§ **Task directions**: Out of the records below, copy all lines in which the word "sambar" occurs.

[Input]

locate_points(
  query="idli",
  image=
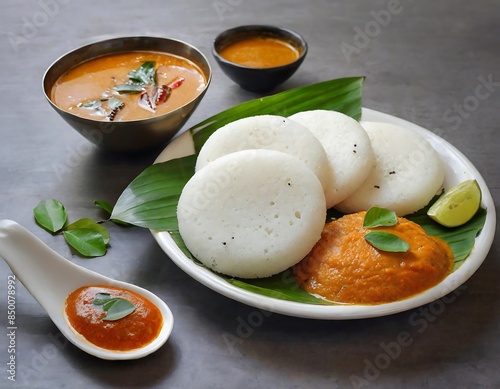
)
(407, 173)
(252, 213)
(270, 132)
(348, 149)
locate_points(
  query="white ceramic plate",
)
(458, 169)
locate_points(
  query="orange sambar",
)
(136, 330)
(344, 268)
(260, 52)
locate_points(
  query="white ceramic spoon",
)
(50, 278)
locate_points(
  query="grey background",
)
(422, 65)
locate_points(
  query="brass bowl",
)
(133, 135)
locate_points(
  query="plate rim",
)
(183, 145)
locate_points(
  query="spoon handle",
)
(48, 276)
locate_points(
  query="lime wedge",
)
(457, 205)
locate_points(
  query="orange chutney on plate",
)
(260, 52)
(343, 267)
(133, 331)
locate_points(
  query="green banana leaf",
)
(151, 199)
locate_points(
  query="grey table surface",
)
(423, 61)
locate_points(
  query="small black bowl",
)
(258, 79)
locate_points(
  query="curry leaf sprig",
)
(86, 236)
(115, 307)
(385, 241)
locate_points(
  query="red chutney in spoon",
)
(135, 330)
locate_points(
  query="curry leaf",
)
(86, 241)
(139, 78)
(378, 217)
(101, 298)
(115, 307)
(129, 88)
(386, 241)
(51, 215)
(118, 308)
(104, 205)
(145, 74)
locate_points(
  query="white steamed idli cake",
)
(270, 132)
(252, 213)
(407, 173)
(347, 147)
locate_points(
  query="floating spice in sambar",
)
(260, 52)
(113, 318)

[/Input]
[Input]

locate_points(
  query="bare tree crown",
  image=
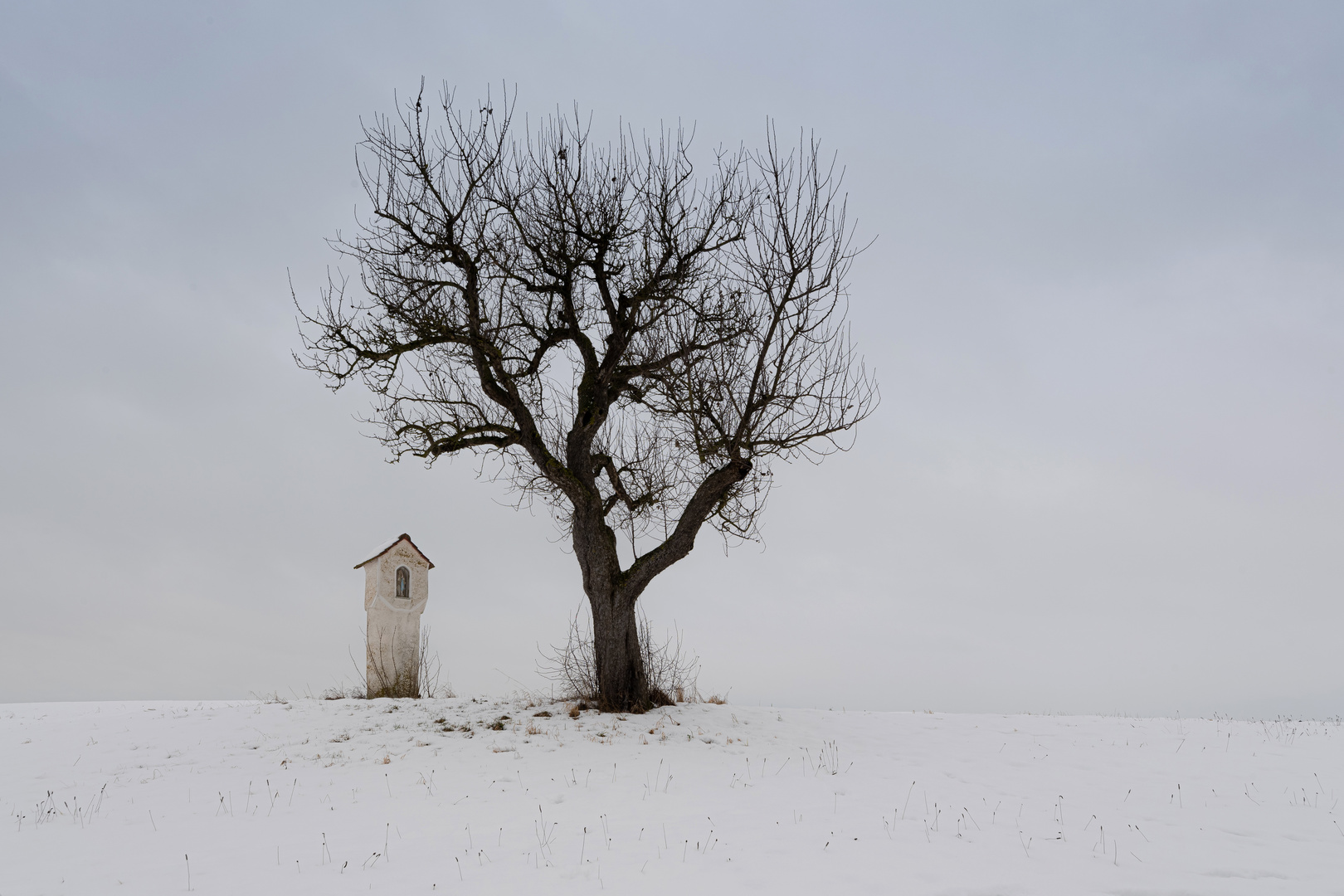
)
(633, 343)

[/Input]

§ **Answer to the exercise**:
  query="orange sambar",
  query="floating spice in sambar",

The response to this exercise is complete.